Collected data entries:
- - -
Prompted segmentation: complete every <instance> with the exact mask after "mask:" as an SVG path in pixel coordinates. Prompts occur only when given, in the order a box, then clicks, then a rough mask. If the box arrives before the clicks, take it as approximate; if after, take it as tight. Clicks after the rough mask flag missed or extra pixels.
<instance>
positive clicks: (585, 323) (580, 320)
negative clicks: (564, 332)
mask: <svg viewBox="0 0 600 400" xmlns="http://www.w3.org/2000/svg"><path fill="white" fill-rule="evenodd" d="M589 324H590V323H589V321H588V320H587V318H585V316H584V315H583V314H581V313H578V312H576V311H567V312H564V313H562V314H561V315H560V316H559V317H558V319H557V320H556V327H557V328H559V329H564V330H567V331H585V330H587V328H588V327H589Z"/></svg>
- - -
About this exercise
Rewrite the rows above as a Markdown table with the columns Num and Content, giving each line its number and the line itself and leaving out blank lines.

Your solution
| Num | Content |
|---|---|
| 1 | Prompted segmentation: complete every <instance> with the exact mask after "mask:" as an SVG path in pixel coordinates. Prompts occur only when given, in the order a box, then clicks, then a rough mask. If the box arrives before the clicks, take it as approximate; if after, take it as tight. Clicks after the rough mask flag missed or extra pixels. |
| 2 | <instance> |
| 3 | positive clicks: (585, 323) (580, 320) |
| 4 | negative clicks: (564, 332) |
| 5 | mask: <svg viewBox="0 0 600 400" xmlns="http://www.w3.org/2000/svg"><path fill="white" fill-rule="evenodd" d="M589 324H590V323H589V321H588V320H587V318H585V316H584V315H583V314H581V313H578V312H576V311H567V312H564V313H562V314H561V315H560V316H559V317H558V319H557V320H556V327H557V328H559V329H564V330H567V331H585V330H587V328H588V327H589Z"/></svg> |